To be done: Begin at the line of the listing that contains "pin: the wooden deck" and stop after the final line of the listing. Copy out only those lines, keeping each "pin:" line unchanged and raising every point coordinate by 69.
• • •
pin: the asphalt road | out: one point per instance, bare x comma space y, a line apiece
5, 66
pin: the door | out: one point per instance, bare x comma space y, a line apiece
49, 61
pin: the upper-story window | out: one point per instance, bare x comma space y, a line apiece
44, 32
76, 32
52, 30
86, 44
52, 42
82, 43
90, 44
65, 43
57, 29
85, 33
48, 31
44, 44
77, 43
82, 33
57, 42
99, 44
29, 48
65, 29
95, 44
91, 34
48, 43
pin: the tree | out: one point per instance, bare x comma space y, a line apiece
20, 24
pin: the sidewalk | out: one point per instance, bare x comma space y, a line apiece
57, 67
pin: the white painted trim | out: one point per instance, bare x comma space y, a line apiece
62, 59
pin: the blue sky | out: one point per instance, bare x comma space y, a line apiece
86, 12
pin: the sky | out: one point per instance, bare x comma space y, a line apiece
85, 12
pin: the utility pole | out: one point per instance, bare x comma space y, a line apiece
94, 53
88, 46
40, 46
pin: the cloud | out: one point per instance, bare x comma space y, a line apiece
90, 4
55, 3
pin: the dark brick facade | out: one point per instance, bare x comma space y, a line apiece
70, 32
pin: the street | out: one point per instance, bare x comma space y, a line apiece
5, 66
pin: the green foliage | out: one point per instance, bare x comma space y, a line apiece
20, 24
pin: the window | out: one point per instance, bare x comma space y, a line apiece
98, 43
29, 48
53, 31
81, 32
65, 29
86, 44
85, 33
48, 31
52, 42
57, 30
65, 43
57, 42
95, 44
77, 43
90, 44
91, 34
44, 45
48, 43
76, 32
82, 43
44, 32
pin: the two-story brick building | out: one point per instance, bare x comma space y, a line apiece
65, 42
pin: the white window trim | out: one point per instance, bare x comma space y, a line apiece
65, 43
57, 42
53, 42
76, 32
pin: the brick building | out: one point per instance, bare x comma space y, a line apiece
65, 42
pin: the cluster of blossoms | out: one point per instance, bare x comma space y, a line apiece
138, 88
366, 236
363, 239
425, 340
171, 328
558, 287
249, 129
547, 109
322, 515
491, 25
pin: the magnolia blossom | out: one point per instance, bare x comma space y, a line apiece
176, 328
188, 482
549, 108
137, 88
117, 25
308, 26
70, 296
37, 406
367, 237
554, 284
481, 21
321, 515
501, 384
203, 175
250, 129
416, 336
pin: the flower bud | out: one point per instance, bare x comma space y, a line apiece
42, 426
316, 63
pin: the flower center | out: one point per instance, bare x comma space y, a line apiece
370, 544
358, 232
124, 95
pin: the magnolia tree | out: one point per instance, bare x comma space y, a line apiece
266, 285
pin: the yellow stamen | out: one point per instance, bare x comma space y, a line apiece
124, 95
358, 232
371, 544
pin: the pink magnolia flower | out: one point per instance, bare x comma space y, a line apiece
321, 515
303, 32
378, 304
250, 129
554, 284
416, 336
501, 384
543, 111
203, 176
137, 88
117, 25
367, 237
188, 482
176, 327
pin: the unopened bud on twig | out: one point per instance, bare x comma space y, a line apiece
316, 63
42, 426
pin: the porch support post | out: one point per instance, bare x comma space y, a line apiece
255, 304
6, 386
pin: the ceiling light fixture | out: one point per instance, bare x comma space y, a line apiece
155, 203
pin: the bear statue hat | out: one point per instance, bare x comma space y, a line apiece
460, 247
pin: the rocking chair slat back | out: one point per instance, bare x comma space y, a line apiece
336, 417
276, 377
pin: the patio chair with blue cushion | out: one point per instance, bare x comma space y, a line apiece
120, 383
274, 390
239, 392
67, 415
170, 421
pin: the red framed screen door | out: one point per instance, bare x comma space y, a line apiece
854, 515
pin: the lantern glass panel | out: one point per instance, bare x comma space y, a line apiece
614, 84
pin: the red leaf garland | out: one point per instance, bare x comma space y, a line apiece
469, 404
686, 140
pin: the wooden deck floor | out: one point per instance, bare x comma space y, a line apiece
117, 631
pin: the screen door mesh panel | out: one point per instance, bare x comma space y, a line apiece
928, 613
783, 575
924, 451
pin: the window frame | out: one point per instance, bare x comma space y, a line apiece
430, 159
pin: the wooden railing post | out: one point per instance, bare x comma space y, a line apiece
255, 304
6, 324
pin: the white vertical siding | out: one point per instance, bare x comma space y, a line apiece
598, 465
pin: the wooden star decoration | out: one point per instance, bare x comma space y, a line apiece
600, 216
• • •
Result for this task:
pin: the wooden deck floor | out: one point per instance, bare x comma space y, a line apiece
186, 700
pin: the screen door mesh panel | out: one point per instance, bare x comma space y, a line apiece
997, 682
852, 644
993, 520
pin: the window frame | out: one point per instance, bare x comma space y, a line apiece
499, 228
pin: the wooden railing post | out: one point per instance, bare x comma space y, a line apiece
324, 373
75, 393
pin: the white vertical siding | out: one point per instance, bare x comma space y, a line apiece
667, 534
pin: the wooden star decoration | out: one point per instance, bare x comma space y, a line apiece
669, 285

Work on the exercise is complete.